ACTES LEGISLATIFS ET ADMINISTRATIFS - VALIDITE DES ACTES ADMINISTRATIFS - COMPETENCE - REPARTITION DES COMPETENCES ENTRE AUTORITES DISPOSANT DU POUVOIR REGLEMENTAIRE - AUTORITES DISPOSANT DU POUVOIR REGLEMENTAIRE - MINISTRES - MINISTRE CHARGE DU TRAVAIL - Limites du pouvoir réglementaire - Autorisation donnée aux services de tolérer des dérogations à des règles qui ne relèvent pas de la compétence du ministre - Illégalité.

01-02-02-01-03-16 En l'absence de dispositions législatives ou réglementaires autorisant, dans les limites et aux conditions qu'elles définissent, les dérogations temporaires à l'état du droit en vigueur qu'implique la mise en oeuvre d'une expérimentation destinée à préparer la modification ultérieure de cet état du droit, l'autorité ministérielle ne saurait légalement autoriser les services déconcentrés de l'Etat à tolérer des dérogations à des règles qui ne relèvent pas de sa compétence. Illégalité d'une circulaire du ministre de l'emploi et de la solidarité, adressée aux préfets de région et de département, autorisant des "pratiques dérogatoires au droit commun" en ouvrant, à cette fin, un "droit à l'expérimentation sur une durée de 18 mois", au profit des "couveuses d'activités ou d'entreprises", devant aboutir notamment au recensement, par un comité de pilotage national, des "dérogations au droit commun qui peuvent être tolérées".

PROCEDURE - INTRODUCTION DE L'INSTANCE - INTERET POUR AGIR - EXISTENCE D'UN INTERET - INTERET LIE A UNE QUALITE PARTICULIERE - Inspecteurs du travail - Décisions de nature à porter atteinte à l'application régulière du droit du travail.

### Matériel
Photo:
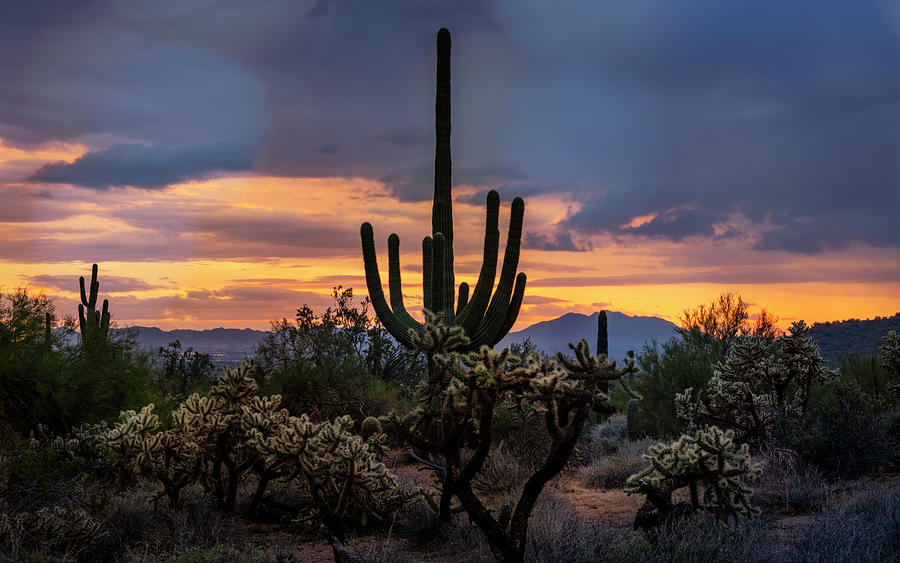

### À faire
**1.** Répétez à l'identique le passage du texte fourni qui commence par « PROCEDURE - INTRODUCTION » et se poursuit jusqu'à « droit du travail. ».
**2.** D'après le texte fourni, les affirmations suivantes sont-elles exactes ? (a) La circulaire ouvrait un droit à l'expérimentation d'une durée de 18 mois. (b) La circulaire était adressée aux maires. (c) La circulaire est déclarée légale. Pour chacune, répondez par oui ou non et citez les mots du texte qui le justifient.

### Réponses
**1.**
PROCEDURE - INTRODUCTION DE L'INSTANCE - INTERET POUR AGIR - EXISTENCE D'UN INTERET - INTERET LIE A UNE QUALITE PARTICULIERE - Inspecteurs du travail - Décisions de nature à porter atteinte à l'application régulière du droit du travail.

**2.**
(a) Oui : « droit à l'expérimentation sur une durée de 18 mois ».
(b) Non : « adressée aux préfets de région et de département ».
(c) Non : « Illégalité d'une circulaire du ministre de l'emploi et de la solidarité ».